[Data entries]
-- Begin --
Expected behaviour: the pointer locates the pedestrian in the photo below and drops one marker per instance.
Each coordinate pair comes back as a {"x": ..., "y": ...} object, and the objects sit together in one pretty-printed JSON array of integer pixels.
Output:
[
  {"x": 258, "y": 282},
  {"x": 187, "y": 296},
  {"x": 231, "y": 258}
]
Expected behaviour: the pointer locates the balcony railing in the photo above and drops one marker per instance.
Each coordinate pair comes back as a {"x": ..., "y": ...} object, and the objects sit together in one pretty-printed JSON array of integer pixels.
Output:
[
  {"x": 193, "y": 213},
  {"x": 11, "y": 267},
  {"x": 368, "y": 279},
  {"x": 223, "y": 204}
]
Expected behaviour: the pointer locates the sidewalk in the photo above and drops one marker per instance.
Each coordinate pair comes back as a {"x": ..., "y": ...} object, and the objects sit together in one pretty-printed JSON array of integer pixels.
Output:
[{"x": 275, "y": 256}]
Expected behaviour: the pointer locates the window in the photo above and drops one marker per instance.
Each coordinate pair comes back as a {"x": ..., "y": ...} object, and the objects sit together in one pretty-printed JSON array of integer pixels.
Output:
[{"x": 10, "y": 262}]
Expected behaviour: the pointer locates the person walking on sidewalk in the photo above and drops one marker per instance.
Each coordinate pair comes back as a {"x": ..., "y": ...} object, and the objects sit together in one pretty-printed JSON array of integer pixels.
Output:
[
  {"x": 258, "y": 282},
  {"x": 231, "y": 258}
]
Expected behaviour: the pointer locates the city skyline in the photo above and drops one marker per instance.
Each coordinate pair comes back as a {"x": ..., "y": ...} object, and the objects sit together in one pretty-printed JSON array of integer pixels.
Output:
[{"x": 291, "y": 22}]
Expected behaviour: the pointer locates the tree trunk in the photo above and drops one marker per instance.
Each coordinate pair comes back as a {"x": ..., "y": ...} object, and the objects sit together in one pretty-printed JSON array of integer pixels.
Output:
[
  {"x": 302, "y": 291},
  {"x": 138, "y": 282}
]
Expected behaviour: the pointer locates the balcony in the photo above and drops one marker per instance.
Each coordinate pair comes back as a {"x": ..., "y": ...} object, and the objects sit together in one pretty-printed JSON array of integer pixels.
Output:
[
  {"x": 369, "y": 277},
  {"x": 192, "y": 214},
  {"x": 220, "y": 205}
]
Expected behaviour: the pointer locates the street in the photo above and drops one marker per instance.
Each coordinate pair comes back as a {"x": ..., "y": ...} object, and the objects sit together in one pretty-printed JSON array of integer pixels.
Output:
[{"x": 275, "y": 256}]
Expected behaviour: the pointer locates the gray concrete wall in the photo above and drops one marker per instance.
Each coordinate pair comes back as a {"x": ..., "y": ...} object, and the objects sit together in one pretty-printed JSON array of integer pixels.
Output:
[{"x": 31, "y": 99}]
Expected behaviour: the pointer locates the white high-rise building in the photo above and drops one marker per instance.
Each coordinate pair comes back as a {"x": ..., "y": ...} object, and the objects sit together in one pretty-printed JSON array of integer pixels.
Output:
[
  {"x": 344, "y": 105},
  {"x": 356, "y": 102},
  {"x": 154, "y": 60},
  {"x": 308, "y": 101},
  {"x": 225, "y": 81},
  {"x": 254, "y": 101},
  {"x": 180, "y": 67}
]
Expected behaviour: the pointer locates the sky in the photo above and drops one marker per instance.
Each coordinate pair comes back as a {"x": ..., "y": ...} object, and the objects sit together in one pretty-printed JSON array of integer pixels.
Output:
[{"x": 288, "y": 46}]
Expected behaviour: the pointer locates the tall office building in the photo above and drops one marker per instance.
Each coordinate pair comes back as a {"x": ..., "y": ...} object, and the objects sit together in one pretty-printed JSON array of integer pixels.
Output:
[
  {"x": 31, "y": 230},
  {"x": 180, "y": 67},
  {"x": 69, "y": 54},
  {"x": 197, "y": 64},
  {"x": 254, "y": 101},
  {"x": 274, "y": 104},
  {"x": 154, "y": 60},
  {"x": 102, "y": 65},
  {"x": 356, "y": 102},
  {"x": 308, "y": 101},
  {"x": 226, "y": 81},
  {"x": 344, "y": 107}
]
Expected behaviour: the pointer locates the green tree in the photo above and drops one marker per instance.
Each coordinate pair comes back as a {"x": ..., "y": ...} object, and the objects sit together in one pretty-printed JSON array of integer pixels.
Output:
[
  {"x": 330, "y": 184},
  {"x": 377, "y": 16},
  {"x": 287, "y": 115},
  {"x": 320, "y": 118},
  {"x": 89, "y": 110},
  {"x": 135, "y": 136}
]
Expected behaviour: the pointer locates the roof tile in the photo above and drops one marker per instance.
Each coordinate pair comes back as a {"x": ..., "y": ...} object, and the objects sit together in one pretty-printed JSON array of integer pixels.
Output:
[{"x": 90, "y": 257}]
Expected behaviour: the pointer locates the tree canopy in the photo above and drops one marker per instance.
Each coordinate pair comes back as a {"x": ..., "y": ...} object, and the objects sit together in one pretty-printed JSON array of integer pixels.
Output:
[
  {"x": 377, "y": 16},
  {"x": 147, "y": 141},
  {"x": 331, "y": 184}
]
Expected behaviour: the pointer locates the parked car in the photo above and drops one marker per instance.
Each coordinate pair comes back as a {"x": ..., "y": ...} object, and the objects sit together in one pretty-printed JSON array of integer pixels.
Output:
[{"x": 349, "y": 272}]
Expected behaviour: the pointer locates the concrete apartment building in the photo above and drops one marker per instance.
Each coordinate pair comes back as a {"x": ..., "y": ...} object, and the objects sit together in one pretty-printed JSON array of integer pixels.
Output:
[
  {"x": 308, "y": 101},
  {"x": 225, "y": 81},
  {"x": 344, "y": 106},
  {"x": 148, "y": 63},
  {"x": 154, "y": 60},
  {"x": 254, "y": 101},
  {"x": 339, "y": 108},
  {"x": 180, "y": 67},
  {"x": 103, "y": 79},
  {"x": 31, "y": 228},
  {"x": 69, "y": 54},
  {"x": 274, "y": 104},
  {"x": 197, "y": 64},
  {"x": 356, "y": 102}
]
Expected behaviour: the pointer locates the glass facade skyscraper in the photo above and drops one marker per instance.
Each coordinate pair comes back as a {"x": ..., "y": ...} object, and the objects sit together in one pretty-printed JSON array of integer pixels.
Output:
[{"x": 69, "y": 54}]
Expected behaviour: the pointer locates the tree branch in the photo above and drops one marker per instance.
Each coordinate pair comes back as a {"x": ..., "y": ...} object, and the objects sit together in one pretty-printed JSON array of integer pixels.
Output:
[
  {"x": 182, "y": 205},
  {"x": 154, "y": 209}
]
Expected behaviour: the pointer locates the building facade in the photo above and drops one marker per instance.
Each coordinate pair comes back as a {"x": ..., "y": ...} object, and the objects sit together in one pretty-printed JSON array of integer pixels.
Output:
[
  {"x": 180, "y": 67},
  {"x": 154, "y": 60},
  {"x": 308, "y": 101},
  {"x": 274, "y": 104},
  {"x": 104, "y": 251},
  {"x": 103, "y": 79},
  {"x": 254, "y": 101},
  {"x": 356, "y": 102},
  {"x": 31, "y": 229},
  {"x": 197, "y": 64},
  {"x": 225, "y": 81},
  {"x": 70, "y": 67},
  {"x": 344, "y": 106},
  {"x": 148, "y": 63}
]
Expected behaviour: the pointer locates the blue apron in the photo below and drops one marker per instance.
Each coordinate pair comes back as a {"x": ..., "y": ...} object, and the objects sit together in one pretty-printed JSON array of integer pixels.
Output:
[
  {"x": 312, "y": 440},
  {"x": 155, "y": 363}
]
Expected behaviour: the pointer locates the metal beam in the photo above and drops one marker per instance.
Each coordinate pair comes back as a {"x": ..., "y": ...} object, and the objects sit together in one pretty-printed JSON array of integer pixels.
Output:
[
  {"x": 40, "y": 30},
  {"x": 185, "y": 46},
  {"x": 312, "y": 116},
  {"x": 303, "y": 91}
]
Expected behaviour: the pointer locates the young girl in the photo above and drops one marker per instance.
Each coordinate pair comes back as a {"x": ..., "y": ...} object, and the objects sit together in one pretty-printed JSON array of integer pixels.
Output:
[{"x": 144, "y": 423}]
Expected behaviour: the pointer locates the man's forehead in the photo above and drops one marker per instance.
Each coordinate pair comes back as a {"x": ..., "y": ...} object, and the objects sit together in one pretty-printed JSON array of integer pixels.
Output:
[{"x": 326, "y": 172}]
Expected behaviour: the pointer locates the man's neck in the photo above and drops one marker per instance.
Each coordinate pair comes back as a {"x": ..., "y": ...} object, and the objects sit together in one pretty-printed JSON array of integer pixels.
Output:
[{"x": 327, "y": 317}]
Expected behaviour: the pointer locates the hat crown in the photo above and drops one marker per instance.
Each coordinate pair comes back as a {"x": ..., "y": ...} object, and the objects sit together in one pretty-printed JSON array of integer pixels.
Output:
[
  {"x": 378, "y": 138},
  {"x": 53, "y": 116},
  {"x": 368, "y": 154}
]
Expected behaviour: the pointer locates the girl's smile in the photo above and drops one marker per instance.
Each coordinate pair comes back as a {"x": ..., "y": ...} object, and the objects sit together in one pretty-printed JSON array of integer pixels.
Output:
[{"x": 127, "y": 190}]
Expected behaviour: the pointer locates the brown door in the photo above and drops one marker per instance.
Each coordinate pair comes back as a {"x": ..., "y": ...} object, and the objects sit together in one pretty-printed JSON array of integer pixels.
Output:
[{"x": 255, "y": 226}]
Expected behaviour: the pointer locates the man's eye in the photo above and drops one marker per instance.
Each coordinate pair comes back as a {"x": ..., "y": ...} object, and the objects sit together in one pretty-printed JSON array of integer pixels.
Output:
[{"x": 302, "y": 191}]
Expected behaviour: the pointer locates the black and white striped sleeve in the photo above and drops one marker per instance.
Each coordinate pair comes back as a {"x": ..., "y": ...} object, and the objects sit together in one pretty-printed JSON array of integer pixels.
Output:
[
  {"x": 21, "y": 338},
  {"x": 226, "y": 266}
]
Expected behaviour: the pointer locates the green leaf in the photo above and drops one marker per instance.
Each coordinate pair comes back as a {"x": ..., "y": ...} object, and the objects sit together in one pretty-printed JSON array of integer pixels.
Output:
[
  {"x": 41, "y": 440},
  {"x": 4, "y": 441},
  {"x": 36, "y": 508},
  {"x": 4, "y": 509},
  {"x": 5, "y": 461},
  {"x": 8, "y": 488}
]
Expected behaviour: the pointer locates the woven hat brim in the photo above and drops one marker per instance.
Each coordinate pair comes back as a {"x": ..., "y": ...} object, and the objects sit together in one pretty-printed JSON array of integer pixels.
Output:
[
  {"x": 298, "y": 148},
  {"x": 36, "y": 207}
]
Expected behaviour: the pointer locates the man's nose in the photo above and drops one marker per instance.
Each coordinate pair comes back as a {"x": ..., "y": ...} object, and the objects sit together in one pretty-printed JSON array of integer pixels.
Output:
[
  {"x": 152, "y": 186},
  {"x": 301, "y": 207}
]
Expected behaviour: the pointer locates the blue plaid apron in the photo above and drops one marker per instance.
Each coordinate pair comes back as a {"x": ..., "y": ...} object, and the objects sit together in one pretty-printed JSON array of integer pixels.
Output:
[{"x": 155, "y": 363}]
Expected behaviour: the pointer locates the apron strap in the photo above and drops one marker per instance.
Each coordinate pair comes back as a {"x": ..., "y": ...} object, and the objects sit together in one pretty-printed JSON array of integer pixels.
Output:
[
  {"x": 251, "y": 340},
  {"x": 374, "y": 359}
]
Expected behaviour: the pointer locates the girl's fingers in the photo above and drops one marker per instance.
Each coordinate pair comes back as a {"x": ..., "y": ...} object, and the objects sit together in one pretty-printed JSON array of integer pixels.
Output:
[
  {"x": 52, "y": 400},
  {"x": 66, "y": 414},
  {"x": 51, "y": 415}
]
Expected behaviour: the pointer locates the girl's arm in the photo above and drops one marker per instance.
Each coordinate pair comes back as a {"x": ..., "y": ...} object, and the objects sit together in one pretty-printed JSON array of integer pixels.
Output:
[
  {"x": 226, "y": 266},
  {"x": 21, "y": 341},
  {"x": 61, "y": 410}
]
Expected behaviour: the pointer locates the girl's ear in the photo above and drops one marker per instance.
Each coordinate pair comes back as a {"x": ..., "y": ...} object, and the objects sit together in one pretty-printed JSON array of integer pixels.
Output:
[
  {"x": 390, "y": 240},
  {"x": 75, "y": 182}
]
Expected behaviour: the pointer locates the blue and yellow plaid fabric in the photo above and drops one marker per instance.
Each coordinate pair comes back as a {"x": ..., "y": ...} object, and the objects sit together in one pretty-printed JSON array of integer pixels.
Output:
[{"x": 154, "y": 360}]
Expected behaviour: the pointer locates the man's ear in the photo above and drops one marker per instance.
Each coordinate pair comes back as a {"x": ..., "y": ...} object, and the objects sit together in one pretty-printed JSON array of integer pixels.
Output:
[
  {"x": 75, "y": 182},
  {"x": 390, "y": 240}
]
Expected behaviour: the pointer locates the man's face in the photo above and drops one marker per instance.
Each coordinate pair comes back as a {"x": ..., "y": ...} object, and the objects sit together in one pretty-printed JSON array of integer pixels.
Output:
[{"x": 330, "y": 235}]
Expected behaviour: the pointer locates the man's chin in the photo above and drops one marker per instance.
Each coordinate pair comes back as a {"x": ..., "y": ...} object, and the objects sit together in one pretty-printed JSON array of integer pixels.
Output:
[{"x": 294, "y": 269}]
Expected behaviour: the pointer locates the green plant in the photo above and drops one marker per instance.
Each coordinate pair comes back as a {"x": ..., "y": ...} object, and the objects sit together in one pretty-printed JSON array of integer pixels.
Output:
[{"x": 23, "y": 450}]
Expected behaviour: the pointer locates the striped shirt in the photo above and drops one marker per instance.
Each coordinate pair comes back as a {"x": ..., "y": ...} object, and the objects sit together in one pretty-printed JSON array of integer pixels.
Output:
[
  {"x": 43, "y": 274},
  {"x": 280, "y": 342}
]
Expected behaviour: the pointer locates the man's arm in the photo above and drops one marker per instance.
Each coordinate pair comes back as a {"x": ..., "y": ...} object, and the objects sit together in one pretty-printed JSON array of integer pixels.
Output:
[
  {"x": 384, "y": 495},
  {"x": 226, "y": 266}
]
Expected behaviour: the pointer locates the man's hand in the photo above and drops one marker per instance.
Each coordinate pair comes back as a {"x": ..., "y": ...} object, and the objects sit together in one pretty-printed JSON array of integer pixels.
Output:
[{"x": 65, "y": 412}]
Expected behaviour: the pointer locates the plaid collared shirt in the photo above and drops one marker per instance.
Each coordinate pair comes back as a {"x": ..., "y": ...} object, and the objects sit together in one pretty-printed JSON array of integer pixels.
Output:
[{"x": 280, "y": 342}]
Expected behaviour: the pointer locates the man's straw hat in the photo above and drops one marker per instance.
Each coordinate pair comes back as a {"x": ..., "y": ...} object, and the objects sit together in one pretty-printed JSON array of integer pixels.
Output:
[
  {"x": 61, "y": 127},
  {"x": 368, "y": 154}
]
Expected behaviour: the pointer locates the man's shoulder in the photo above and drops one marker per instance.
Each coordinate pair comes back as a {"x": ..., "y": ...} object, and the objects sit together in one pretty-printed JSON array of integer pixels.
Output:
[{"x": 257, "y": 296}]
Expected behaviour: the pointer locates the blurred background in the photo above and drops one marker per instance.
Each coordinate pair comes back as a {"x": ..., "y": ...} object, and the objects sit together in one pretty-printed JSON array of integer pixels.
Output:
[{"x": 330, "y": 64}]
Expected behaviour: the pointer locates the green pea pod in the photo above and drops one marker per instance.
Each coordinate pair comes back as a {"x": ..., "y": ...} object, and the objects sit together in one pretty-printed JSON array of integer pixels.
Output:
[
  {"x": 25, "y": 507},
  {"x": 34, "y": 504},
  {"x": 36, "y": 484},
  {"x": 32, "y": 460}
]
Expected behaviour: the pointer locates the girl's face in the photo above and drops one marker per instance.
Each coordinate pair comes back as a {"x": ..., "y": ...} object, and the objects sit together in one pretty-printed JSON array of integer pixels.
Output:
-- End --
Restate the final lines of the listing above word for word, beginning at the line that contains "Expected behaviour: the pointer locates the man's hand".

Expected behaviour: the pointer locates the man's hand in the photo above and drops one marker per instance.
Each coordinate pair comes back as a {"x": ..., "y": ...} object, and the objects sit together in one pretty-printed JSON array of integer pixels.
Output:
[{"x": 65, "y": 412}]
Expected behaviour: the pointer locates the plaid collared shirt in the photo above and drops one marker per instance.
Each coordinate pair comes back as a {"x": ..., "y": ...} object, and the objects sit together in one pretty-printed JSON array of integer pixels.
Output:
[{"x": 280, "y": 342}]
Expected behaviour: the pointer locates the man's straw hat in the photo above and drops one marker per instance.
Each coordinate pair comes back as a {"x": ..., "y": ...} object, and the objects sit together in one pretty-printed JSON array of integer pixels.
Output:
[
  {"x": 61, "y": 127},
  {"x": 368, "y": 154}
]
Expected behaviour: the pointer locates the man's shoulder in the photo above and drops one marker per instance.
Each coordinate pair comes back as a {"x": ..., "y": ...} object, and the objects sit together in one pretty-printed JSON array of integer pixels.
Output:
[{"x": 257, "y": 296}]
Expected behaviour: the pointer locates the blurred background in the photo above and drops one marker per instance.
Each coordinate pair comes back as a {"x": ..., "y": ...} object, and the objects sit together in one pretty-printed JSON array of integer pixels.
Output:
[{"x": 330, "y": 64}]
Expected behaviour: the pointer locates the green pea pod in the photo above and drops one marker per instance.
Each coordinate pair comes back as a {"x": ..., "y": ...} object, and the objects sit together in one pretty-printed JSON array of integer pixels.
Output:
[
  {"x": 25, "y": 507},
  {"x": 34, "y": 504},
  {"x": 36, "y": 484},
  {"x": 32, "y": 460}
]
Expected behaviour: the pointer locates the girl's face in the photo above and drops one marker per instance.
Each coordinate pair comes back as a {"x": ..., "y": ...} object, and the objects sit together in one pretty-printed JSON array of integer pixels.
Output:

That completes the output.